SUPPLIED RECORDS

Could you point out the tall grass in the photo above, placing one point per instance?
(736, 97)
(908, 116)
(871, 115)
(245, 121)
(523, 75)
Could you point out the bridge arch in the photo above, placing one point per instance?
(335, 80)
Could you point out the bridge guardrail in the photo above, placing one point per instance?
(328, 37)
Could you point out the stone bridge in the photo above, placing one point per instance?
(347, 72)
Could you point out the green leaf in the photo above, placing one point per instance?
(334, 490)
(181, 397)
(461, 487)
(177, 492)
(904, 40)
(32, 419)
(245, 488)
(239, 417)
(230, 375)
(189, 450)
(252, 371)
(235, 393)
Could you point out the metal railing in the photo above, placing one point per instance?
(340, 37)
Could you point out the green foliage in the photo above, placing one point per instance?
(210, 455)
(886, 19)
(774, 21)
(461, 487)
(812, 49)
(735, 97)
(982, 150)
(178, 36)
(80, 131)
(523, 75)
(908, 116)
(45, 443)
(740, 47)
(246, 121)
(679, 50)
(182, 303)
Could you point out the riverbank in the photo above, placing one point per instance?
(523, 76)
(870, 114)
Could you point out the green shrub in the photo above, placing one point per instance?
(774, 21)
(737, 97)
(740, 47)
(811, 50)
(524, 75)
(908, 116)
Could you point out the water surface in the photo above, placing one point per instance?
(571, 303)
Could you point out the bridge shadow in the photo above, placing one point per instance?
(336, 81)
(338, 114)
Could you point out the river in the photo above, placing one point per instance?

EXERCISE BRIEF
Return the full data, every line of it, with nothing altered.

ANSWER BELOW
Could you point out the tall grass in the photo above, placing one point per instance?
(736, 97)
(908, 116)
(871, 115)
(245, 121)
(523, 75)
Could you point out the bridge arch in the photo above, placing one point per instance?
(335, 80)
Could you point out the bridge guardrail in the photo above, placing one point per instance?
(328, 37)
Could you point out the stone bridge in the photo above, placing one point per instance?
(347, 72)
Could you point out the green leaf in the photo above, placing one point per instance?
(334, 490)
(181, 397)
(461, 487)
(177, 492)
(904, 40)
(32, 419)
(245, 488)
(239, 417)
(230, 375)
(189, 450)
(252, 371)
(235, 393)
Could you point out the metal railing in the photo above, placing one point per instance?
(340, 37)
Could you point out the green foliage in the photo above, placing one point per instance?
(210, 455)
(886, 19)
(774, 21)
(461, 487)
(812, 49)
(735, 97)
(982, 150)
(178, 36)
(80, 131)
(523, 75)
(908, 116)
(45, 443)
(740, 47)
(246, 121)
(679, 50)
(182, 303)
Could you point out the riverbank in the photo above, placing one point per instance?
(523, 76)
(870, 114)
Could you point out the green shrub in the photo above, placing one point per instance?
(774, 21)
(737, 97)
(740, 47)
(811, 50)
(524, 75)
(908, 116)
Could you point out the water surface in the photo above, placing one point per instance?
(571, 303)
Could you point out the bridge shadow in the photo above, placing one point per instance?
(336, 81)
(338, 114)
Could you point out the river in the photo above, placing one point per instance?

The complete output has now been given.